▸ Task requirements
Working from the records below, return word for word the line that contains "blazer shown in this photo." and each line after it, ending with the last. Skip all pictures.

Stored records

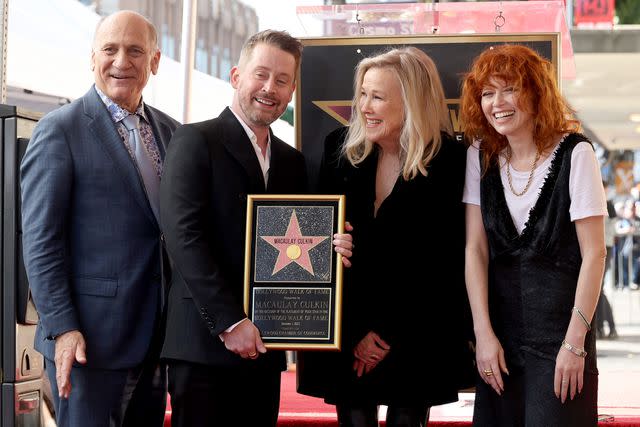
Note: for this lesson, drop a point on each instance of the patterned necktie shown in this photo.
(145, 166)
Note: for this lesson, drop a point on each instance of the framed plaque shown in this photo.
(293, 277)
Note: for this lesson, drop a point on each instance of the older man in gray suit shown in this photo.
(92, 244)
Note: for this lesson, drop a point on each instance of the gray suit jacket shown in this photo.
(92, 246)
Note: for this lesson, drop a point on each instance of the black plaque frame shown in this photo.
(293, 277)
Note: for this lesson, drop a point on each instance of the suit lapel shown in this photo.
(160, 129)
(106, 135)
(239, 146)
(277, 172)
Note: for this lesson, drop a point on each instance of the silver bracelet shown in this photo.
(582, 317)
(575, 350)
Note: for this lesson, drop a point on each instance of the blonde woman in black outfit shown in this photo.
(404, 310)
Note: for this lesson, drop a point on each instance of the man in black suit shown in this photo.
(220, 373)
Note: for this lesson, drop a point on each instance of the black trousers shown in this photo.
(207, 396)
(367, 416)
(528, 399)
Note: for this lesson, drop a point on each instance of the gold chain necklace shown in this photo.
(533, 168)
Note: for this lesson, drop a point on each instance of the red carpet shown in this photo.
(297, 410)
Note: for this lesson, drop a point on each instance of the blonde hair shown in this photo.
(425, 110)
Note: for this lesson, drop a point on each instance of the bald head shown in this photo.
(123, 57)
(129, 15)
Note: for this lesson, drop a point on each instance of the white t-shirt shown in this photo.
(585, 185)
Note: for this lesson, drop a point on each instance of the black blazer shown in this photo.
(208, 173)
(406, 284)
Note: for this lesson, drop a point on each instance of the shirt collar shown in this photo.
(252, 136)
(117, 112)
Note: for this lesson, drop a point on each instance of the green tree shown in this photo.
(628, 11)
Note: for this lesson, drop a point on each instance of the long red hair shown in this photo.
(538, 93)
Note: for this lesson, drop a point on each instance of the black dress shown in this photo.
(532, 284)
(406, 284)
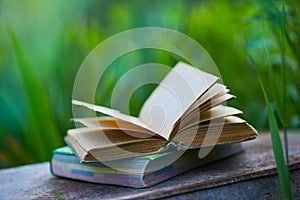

▸ Result of the task
Note: for this lesson, drop a point on each instance of the black blazer shown in this photo.
(208, 173)
(406, 284)
Note: for this lesson, drop a point on each instance of the shirt collar shown in this photo.
(252, 136)
(117, 112)
Note: for this lesson, drop a point on each instance of the green tree shown in this photo.
(628, 11)
Note: for this lesson, drop a point on each instance of the long red hair shown in this photo.
(538, 93)
Note: for this lesson, drop a point on each instance of the black dress shown in this photo.
(532, 284)
(406, 284)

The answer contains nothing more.